## EXERCÍCIO
Por favor, liste sem repetição todos os anos escritos em algarismos no documento sobre o rio do Colégio.

- Historiador com doutorado na Universidade Federal do Rio de Janeiro, colaborador com a imprensa e autor de 26 livros.
Que me conste, a mais antiga notícia escrita sobre o rio do Colégio foi redigida pelo capitão cartógrafo da Infantaria Manoel Martins do Couto Reis. Ele foi designado para levantar uma carta do Distrito dos Campos dos Goitacazes. Para tanto, percorreu a área correspondente ao atual norte-noroeste fluminense entre 1783 e 1785. Na verdade, percorreu um pouco menos, pois a zona serrana era quase inacessível por ainda ser povoada por índios não aculturados, segundo os temores do século XVIII. Além do mapa, ele redigiu um relatório com preciosas informações (Manuscritos de Manoel Martins do Couto Reis – 1785. Campos dos Goytacazes: Fundação Cultural Jornalista Oswaldo Lima, 2011).

## LISTAGEM APRESENTADA
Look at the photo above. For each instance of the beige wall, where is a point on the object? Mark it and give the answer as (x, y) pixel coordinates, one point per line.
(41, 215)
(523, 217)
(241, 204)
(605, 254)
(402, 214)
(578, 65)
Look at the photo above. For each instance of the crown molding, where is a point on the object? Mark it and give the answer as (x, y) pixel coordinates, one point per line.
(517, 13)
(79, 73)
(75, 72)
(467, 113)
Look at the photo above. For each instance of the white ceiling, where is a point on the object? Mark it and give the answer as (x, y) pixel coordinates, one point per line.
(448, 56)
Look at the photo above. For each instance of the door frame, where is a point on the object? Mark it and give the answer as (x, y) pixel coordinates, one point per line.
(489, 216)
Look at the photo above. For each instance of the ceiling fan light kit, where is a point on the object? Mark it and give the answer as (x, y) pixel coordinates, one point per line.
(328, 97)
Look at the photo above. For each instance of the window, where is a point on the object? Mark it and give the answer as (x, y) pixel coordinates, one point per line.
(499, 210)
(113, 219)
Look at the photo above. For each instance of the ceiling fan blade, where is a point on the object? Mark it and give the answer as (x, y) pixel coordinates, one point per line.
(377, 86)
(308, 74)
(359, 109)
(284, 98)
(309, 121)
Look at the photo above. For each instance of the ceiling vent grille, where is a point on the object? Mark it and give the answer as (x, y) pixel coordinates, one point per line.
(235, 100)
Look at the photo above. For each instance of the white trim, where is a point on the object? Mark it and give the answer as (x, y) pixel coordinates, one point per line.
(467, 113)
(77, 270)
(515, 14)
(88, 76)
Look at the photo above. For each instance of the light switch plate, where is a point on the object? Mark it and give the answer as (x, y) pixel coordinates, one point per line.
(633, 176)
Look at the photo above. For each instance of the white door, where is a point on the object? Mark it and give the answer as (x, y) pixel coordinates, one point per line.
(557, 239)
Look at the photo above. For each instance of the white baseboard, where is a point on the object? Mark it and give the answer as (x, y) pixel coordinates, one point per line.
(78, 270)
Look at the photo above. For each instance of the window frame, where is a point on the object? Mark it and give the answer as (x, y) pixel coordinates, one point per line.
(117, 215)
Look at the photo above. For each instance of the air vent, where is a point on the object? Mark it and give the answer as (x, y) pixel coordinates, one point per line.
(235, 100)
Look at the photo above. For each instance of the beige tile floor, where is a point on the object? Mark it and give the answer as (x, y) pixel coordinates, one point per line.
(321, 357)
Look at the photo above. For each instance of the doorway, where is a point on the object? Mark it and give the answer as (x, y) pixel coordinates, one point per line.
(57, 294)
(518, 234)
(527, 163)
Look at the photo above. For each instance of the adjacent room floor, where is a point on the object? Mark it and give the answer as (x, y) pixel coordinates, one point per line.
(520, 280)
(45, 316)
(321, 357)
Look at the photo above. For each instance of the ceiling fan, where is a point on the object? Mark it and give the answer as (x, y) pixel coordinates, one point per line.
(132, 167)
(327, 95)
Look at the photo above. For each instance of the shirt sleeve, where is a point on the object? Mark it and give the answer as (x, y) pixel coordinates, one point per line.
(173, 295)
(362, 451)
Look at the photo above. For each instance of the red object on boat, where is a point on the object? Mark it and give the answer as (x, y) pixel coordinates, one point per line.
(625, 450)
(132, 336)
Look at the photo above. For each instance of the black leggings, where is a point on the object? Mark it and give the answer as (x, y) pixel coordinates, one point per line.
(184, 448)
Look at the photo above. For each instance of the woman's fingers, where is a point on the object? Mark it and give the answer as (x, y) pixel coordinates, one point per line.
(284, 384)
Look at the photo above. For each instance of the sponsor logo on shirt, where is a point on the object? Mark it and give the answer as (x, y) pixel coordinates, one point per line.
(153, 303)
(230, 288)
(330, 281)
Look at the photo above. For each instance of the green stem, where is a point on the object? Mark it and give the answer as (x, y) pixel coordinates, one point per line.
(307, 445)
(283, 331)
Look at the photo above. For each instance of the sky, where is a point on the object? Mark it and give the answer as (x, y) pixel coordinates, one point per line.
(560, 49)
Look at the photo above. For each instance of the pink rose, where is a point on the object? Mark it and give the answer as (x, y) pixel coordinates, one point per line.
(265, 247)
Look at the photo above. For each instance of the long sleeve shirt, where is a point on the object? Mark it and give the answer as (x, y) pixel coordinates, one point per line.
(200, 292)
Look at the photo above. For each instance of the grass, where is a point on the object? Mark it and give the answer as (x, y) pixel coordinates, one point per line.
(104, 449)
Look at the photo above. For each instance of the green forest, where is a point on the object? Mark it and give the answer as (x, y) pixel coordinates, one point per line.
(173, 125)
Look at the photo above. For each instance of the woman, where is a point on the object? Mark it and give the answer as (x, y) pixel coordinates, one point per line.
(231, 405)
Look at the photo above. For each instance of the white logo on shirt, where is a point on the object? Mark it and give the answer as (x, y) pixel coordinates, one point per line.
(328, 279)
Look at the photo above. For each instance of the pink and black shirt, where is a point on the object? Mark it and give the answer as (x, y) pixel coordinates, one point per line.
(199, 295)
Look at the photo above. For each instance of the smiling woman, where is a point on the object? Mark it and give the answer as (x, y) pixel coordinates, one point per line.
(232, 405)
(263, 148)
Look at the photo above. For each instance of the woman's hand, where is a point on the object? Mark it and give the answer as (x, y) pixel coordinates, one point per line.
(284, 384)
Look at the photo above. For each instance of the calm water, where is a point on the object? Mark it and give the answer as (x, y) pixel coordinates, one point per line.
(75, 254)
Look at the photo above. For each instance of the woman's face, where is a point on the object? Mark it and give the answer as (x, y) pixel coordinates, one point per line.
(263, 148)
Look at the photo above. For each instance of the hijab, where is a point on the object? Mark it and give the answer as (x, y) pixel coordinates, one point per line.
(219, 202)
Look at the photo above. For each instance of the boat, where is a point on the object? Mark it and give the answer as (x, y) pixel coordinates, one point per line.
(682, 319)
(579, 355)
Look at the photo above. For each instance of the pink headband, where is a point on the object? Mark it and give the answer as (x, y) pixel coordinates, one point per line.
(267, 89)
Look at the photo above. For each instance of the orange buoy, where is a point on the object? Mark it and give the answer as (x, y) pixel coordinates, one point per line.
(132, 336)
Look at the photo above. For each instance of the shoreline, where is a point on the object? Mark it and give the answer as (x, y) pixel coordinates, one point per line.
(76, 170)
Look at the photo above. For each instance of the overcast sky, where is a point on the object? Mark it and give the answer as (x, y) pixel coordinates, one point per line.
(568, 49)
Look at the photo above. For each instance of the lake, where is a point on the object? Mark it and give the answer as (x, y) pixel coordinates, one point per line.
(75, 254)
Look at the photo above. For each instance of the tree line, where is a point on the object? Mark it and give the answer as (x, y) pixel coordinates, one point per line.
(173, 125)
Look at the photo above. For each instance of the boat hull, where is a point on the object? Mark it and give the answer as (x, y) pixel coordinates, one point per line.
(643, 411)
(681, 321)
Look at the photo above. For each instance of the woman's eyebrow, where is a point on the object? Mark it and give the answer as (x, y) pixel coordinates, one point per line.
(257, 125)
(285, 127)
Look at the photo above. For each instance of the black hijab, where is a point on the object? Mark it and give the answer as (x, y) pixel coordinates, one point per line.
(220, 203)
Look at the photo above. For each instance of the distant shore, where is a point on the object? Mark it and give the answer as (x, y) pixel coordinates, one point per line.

## RESPOSTA ESCRITA
1783, 1785 e 2011.